REQUISITOS DAS TAREFAS —
**A)** Responda: segundo o texto sobre a poluição marinha, quantos dias durou a travessia a bordo do veleiro Sea Dragon?
**B)** Liste todos os nomes próprios de lugares geográficos mencionados no texto sobre a poluição marinha.
**C)** Escreva a continuação do texto sobre a poluição marinha a partir da última frase apresentada.

TRECHO DA PÁGINA —
::::::

Ao cruzar o Oceano Atlântico, do Rio de Janeiro à ilha de Ascensão, durante 13 dias a bordo do veleiro Sea Dragon, tínhamos a missão de catalogar todo lixo avistado à superfície das ondas azuis. Além de recolher as mais variadas partículas de plástico – boiando quase imperceptíveis, porém impactantes – capturamos dois ícones da poluição marinha: um emaranhado de rede de pesca feita de nylon e um pedaço de caixa de isopor.
É exatamente lá no mar, assim como nos rios e demais corpos d’água, que o isopor se transforma em vilão. Quimicamente, é um material composto apenas por carbono e hidrogênio,
dois elementos muitíssimo comuns, encontrados na maioria dos
organismos, do nosso organismo inclusive. O que faz toda a diferença é
como as moléculas de carbono e hidrogênio são artificialmente ligadas, de uma forma extremamente estável e não degradável.

::::::

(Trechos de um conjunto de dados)

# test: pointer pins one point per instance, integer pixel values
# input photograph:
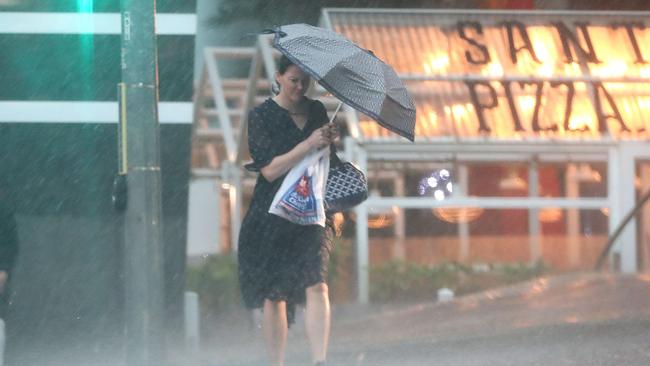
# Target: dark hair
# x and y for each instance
(283, 65)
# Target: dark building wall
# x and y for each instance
(68, 280)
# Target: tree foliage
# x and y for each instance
(275, 12)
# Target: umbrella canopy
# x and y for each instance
(352, 74)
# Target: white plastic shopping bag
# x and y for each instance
(300, 197)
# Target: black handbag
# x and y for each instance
(346, 187)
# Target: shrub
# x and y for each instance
(398, 280)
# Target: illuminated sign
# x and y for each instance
(502, 75)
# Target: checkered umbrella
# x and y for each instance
(353, 74)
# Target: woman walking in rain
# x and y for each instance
(282, 264)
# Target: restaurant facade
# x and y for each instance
(531, 137)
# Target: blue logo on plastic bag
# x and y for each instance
(299, 201)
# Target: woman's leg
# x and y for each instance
(275, 330)
(317, 320)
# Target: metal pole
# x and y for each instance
(141, 162)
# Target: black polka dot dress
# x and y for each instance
(278, 259)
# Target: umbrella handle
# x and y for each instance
(336, 112)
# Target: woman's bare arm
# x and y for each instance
(283, 163)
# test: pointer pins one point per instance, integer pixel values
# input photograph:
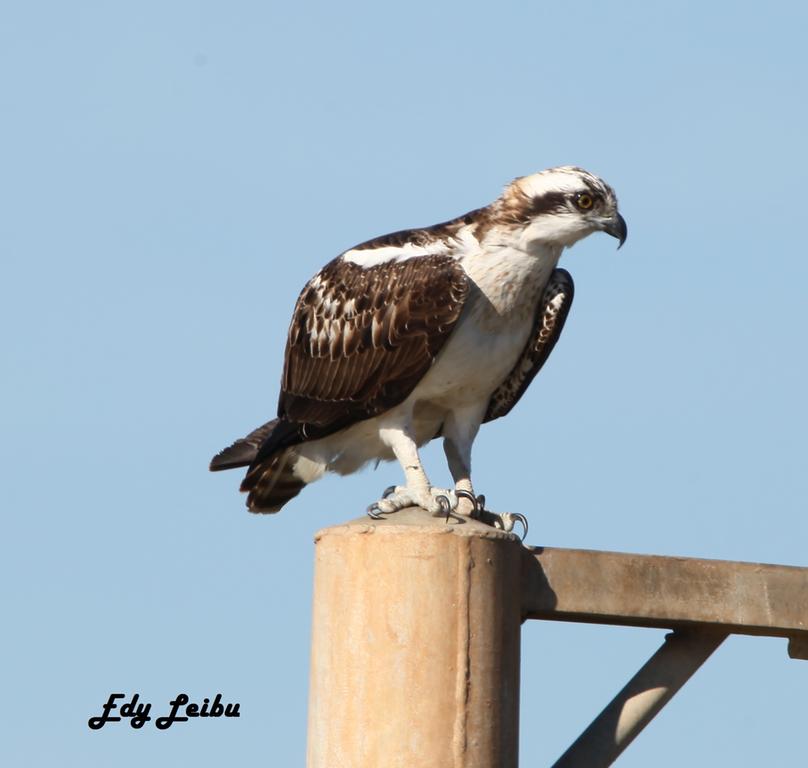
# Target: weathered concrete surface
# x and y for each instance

::::::

CONJUNTO DE RESPOSTAS —
**A)** A travessia durou 13 dias.

**B)** Oceano Atlântico, Rio de Janeiro, ilha de Ascensão

**C)**
Mesmo quebrado ou desfeito em pedacinhos, o isopor continua boiando sem se degradar. A estimativa mais usada aponta uma persistência no ambiente de 150 anos, mas tenho minhas dúvidas se é mesmo “só” isso. Para golfinhos, peixes, tartarugas
e outros animais, aquelas bolinhas flutuantes parecem apetitosas. São
ingeridas sem cerimônia, mas não são digeridas. Então ficam lá, no
sistema digestivo, ocupando cada vez mais espaço, junto com outros
plásticos, até faltar lugar para a comida e o animal morrer de inanição. Ou, se o pedaço é maiorzinho, capaz de parar logo no meio do caminho e matar por asfixia. Em poucas e boas palavras, o isopor não deveria parar no mar, nunca.
Mas para manter uma cervejinha gelada, ou garantir o sanduíche
quentinho, ou conservar o suco do bebê fresquinho, ou proteger
medicamentos do calor excessivo, ou embalar produtos frágeis e centenas
de outras utilidades mais, o isopor é fantástico. É por isso mesmo que
precisamos de um substituto mais ecológico para ele.
Um sério candidato na categoria isolante térmico surgiu em uma feira de Ciências de Ariquemes, em Rondônia, e começa a ganhar estrada, com a exposição na Feira Brasileira de Ciências e Engenharia (Febrace), realizada na Universidade de São Paulo (USP), nesta semana. Trata-se de uma caixa térmica feita de fibra de buriti e calafetada com a seiva da própria palmeira, cujo nome científico é Mauritia flexuosa.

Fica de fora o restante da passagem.